- Work task -
For the string "below", state the number of lines in the data that contain it, and nothing else.
=-=-=-=-=
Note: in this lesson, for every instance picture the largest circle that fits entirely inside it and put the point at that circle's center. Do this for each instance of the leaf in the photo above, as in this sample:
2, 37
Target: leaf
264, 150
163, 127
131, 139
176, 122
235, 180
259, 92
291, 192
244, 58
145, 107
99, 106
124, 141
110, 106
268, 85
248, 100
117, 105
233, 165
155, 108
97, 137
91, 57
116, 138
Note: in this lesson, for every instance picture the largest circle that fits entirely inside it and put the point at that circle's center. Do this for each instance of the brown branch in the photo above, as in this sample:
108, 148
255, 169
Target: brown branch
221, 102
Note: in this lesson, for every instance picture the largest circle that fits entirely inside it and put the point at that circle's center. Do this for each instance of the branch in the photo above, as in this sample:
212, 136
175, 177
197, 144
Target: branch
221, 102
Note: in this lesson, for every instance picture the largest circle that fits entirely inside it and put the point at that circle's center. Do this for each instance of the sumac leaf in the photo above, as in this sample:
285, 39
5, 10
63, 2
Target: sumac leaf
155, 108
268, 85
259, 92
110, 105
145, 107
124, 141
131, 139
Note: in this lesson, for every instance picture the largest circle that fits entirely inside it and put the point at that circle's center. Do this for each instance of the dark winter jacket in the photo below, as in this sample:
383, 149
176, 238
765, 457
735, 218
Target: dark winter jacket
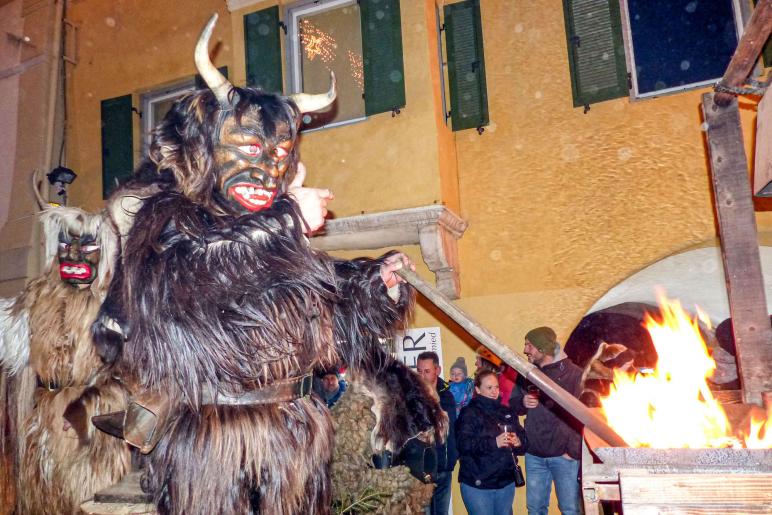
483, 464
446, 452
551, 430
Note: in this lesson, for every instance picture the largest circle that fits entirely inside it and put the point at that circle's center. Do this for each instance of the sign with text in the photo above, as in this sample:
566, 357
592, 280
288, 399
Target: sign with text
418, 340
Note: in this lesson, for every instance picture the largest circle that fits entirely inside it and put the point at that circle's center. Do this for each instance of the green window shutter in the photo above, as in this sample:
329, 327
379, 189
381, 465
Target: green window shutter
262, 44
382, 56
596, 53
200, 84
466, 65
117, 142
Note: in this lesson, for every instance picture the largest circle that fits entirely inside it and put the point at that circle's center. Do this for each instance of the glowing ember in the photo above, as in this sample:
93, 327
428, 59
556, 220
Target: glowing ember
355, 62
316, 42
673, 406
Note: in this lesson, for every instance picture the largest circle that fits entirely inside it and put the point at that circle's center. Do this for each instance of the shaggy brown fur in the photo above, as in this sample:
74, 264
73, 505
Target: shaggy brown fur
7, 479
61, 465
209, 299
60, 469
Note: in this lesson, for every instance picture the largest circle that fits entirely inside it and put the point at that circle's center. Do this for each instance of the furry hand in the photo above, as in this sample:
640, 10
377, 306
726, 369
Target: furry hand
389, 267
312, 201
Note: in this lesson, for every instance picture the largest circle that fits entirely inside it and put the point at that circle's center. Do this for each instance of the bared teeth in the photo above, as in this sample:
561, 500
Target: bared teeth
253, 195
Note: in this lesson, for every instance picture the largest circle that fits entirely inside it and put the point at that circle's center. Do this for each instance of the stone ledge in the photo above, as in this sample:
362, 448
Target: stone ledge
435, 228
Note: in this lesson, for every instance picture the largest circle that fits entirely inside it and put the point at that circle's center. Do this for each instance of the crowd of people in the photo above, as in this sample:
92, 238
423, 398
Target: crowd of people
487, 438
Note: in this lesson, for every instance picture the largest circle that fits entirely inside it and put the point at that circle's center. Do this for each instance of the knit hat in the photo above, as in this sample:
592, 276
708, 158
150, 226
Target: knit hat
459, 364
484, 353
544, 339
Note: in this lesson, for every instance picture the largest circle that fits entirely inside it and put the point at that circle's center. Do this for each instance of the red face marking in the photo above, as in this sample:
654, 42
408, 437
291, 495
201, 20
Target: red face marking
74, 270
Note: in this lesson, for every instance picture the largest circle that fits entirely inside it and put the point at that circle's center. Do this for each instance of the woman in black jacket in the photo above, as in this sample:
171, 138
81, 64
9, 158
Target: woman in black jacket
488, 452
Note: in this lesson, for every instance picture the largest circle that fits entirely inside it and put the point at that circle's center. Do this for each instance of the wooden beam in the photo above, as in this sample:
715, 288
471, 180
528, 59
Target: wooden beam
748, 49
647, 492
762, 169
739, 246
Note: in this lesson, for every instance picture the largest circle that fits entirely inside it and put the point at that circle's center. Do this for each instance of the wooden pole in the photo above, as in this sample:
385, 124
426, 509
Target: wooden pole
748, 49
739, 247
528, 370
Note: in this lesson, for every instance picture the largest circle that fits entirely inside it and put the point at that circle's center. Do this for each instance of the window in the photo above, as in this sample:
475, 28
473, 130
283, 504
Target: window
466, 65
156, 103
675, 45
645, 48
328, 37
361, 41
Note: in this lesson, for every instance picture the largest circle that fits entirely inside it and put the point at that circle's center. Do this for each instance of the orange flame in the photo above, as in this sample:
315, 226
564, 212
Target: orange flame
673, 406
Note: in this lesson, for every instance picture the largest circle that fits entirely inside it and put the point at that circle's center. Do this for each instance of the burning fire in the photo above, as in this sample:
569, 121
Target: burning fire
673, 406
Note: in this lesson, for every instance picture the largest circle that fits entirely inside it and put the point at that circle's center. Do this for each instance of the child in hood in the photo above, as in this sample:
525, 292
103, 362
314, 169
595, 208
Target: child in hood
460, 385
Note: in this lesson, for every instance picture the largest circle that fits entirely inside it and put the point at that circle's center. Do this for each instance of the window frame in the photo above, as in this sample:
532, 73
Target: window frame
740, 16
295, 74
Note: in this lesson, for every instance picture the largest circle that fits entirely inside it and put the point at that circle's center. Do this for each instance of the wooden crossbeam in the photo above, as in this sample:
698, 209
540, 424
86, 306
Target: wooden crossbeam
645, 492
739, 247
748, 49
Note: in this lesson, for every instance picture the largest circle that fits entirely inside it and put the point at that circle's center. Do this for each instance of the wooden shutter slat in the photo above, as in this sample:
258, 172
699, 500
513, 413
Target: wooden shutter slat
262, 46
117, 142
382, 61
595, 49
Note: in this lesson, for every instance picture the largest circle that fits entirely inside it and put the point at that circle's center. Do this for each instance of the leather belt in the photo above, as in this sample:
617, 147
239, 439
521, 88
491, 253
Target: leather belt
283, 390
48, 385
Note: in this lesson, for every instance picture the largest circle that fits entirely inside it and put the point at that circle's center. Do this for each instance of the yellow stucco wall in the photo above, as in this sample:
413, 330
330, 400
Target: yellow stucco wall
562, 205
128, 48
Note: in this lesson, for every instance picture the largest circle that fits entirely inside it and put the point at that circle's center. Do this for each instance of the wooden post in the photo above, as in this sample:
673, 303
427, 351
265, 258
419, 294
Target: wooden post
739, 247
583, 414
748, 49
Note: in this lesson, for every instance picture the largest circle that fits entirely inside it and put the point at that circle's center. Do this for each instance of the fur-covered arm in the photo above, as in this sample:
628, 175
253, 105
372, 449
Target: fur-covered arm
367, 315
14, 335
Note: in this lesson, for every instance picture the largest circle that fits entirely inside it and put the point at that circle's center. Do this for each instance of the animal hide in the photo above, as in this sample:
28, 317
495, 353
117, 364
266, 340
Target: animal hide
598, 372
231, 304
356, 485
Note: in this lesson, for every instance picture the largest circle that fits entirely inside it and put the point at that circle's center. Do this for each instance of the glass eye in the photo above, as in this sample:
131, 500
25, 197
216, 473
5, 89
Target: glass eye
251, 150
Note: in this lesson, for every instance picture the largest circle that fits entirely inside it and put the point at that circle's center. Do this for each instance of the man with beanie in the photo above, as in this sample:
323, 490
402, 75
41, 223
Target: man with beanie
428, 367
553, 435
=-=-=-=-=
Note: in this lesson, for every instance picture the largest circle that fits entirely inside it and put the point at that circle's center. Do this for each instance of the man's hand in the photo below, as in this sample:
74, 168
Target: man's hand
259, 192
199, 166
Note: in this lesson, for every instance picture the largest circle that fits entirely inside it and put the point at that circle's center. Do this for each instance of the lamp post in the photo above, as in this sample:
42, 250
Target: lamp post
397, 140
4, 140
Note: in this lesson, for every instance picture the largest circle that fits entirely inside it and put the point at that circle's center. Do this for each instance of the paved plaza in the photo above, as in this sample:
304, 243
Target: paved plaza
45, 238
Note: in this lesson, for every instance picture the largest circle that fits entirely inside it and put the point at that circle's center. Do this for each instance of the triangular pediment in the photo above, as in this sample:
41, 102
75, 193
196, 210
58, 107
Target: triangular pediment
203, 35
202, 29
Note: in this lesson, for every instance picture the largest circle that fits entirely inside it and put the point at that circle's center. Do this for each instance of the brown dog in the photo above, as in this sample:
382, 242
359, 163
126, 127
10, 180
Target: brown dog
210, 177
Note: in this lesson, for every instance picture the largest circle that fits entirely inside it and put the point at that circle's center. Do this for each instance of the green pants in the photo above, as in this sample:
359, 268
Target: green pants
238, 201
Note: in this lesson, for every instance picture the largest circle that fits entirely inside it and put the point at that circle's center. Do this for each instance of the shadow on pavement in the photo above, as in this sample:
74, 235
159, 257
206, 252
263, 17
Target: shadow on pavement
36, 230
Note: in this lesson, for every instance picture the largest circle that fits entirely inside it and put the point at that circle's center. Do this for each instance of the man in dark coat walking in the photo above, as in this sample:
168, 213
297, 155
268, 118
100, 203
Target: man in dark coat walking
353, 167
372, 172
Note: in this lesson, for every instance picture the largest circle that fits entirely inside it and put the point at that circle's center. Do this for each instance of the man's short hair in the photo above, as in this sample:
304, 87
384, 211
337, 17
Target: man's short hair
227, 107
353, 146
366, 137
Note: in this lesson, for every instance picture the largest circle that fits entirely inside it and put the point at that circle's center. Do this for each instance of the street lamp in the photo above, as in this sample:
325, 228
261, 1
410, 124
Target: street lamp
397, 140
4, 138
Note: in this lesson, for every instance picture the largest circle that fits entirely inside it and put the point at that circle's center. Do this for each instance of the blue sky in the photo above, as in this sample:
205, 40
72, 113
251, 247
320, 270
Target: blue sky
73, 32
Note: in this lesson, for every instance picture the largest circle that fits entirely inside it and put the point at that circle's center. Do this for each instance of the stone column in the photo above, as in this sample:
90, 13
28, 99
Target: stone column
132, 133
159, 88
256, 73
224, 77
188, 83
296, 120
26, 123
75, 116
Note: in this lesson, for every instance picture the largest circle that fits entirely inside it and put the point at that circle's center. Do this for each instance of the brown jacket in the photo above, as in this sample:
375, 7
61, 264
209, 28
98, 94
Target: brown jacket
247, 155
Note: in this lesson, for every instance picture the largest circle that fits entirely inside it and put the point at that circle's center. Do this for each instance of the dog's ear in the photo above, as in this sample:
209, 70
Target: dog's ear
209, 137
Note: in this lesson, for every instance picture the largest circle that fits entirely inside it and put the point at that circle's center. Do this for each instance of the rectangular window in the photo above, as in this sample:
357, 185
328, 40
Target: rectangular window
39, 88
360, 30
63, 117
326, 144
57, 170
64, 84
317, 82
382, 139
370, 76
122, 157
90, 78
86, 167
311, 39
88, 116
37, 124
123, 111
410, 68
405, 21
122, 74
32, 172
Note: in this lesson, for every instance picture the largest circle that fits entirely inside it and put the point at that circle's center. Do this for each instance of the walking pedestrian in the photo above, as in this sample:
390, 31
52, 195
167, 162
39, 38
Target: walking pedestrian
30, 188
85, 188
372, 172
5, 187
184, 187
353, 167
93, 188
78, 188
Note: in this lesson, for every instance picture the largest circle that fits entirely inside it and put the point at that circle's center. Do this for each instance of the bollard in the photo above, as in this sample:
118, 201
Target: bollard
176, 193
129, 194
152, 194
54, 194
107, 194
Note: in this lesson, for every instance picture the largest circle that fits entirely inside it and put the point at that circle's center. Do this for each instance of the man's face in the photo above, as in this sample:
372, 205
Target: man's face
=-=-=-=-=
- Task solution -
2